::: Data :::

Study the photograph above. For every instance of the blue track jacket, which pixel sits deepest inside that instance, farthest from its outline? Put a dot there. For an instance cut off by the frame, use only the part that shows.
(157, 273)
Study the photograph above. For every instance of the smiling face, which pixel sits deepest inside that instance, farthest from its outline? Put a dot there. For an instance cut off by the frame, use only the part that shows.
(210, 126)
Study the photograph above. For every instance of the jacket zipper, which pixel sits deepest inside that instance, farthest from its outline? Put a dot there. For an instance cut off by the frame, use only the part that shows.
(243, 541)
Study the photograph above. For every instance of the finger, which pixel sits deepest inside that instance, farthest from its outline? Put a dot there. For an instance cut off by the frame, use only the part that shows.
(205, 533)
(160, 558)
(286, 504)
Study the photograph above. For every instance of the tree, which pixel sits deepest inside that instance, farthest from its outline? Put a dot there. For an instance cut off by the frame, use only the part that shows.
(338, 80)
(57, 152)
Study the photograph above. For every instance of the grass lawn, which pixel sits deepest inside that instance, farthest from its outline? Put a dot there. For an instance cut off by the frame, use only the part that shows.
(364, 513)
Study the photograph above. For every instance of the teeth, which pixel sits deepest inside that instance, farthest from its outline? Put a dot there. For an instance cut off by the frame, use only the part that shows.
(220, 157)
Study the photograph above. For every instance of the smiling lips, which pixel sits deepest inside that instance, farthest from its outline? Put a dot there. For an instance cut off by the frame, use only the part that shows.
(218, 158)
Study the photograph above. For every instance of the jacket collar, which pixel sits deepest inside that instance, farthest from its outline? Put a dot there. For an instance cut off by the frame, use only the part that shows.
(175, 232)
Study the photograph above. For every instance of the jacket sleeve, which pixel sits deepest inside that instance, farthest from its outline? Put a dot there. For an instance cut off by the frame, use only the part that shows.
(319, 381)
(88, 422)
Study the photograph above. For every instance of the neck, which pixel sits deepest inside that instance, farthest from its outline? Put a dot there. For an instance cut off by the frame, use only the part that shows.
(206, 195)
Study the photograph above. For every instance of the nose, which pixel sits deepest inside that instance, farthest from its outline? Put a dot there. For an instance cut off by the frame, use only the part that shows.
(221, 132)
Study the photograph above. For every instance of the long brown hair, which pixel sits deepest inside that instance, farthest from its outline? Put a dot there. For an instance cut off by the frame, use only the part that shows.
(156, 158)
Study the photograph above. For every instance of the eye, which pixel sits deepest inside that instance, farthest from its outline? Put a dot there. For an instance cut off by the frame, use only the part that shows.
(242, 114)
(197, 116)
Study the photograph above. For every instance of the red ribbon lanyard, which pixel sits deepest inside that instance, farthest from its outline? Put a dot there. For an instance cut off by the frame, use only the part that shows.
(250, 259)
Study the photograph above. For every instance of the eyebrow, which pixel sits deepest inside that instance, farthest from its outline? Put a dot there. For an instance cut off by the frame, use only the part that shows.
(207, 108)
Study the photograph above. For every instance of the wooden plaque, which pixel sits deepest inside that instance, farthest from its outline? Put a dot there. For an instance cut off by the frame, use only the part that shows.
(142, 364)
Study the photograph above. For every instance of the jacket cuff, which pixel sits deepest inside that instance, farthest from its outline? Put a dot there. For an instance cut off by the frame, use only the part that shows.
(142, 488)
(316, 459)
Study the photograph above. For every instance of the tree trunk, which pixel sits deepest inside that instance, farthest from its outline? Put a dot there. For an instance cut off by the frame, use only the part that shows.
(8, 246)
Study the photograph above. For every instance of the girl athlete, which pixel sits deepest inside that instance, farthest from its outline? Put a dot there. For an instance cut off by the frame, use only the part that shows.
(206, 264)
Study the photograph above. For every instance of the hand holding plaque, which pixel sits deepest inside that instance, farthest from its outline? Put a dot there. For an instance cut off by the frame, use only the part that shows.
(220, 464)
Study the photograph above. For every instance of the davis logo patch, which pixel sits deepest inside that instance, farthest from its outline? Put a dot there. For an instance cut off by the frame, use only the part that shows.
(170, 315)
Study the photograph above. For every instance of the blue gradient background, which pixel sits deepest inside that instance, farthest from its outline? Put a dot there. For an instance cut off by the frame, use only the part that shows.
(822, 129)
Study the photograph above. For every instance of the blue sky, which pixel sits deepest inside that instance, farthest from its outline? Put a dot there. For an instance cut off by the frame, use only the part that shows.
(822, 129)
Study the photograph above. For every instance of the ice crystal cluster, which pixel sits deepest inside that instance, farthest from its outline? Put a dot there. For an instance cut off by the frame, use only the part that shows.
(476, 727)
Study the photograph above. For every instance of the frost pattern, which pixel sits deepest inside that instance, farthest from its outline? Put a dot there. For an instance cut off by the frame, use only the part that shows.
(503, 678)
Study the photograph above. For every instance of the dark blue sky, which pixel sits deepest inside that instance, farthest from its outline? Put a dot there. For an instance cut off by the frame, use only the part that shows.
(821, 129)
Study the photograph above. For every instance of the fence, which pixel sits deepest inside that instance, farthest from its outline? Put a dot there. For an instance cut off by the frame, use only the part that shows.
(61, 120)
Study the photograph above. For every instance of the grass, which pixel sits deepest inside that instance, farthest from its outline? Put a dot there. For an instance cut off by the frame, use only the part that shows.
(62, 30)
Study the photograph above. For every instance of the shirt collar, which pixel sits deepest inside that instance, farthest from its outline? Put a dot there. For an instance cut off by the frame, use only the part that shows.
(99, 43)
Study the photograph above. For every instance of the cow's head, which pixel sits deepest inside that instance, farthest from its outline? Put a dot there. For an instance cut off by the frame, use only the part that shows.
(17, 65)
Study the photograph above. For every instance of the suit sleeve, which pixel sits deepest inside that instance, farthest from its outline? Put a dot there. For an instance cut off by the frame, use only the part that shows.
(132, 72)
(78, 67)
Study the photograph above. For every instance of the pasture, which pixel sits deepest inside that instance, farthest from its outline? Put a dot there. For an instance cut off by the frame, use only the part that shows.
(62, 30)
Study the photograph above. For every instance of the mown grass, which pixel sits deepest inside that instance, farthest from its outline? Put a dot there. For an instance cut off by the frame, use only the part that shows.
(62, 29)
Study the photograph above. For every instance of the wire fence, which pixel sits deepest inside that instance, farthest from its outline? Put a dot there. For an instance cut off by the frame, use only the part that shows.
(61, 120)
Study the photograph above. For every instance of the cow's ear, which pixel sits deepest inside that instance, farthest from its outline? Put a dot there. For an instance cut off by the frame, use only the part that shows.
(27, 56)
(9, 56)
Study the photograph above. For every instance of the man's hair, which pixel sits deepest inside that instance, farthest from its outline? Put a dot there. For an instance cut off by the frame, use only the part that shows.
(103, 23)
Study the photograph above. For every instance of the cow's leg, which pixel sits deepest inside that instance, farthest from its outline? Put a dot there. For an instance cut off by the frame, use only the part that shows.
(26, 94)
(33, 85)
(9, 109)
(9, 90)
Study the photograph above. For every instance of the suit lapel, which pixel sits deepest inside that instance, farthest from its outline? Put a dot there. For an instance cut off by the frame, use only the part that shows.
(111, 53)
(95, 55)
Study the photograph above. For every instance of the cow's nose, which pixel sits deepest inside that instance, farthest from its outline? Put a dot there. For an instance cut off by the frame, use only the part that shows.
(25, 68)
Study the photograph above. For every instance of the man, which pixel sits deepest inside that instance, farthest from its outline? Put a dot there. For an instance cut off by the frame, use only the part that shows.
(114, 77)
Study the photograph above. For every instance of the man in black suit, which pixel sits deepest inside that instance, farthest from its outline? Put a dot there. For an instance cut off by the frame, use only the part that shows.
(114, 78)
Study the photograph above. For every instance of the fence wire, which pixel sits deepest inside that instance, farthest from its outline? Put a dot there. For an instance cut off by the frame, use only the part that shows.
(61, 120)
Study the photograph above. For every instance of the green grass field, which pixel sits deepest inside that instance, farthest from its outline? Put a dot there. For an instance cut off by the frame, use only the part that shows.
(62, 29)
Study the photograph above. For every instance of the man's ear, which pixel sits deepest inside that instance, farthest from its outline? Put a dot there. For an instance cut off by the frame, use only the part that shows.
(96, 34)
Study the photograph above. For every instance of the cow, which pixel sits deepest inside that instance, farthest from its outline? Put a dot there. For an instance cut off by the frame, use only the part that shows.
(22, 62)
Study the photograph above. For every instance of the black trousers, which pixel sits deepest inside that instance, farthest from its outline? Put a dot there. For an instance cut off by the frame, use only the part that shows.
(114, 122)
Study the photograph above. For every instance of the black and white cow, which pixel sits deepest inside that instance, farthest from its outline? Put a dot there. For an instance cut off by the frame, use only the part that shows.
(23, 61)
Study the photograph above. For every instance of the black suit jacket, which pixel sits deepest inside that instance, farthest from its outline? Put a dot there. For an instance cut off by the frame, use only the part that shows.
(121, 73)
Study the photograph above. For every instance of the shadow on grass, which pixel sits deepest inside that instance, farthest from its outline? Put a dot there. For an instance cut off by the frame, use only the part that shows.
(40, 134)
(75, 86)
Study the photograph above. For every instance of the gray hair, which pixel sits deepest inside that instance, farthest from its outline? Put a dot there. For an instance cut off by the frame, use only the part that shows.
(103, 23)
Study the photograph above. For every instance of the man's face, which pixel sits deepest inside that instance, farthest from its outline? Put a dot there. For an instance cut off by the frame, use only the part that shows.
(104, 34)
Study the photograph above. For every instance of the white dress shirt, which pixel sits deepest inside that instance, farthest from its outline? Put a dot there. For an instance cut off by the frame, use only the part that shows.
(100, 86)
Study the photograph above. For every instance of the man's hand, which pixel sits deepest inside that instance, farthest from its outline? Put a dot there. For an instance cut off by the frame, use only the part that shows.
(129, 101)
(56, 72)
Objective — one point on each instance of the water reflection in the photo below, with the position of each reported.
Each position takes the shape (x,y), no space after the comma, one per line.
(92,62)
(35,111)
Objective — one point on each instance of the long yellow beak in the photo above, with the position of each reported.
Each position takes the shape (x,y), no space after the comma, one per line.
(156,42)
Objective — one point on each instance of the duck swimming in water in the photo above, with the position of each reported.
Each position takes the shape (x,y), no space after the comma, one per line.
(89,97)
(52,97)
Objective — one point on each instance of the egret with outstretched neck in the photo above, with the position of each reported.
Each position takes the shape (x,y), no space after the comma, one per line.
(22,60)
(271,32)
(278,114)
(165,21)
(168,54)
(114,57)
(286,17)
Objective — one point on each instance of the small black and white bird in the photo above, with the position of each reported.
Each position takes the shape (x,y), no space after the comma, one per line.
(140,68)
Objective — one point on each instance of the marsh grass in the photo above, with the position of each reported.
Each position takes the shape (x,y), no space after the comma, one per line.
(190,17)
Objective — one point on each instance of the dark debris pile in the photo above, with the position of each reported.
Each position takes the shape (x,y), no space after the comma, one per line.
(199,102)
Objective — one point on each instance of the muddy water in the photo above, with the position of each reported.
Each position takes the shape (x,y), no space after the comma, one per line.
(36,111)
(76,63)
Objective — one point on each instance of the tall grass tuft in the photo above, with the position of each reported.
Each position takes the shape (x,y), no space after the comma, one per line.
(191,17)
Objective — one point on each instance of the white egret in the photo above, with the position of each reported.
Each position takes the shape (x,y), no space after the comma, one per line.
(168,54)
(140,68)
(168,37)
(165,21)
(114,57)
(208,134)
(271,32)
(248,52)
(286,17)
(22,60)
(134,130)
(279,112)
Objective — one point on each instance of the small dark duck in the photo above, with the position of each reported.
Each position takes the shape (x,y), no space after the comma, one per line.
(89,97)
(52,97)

:::

__Try it__. A single number is required: how many lines in these records contain "water".

__Answer to this exercise__. 3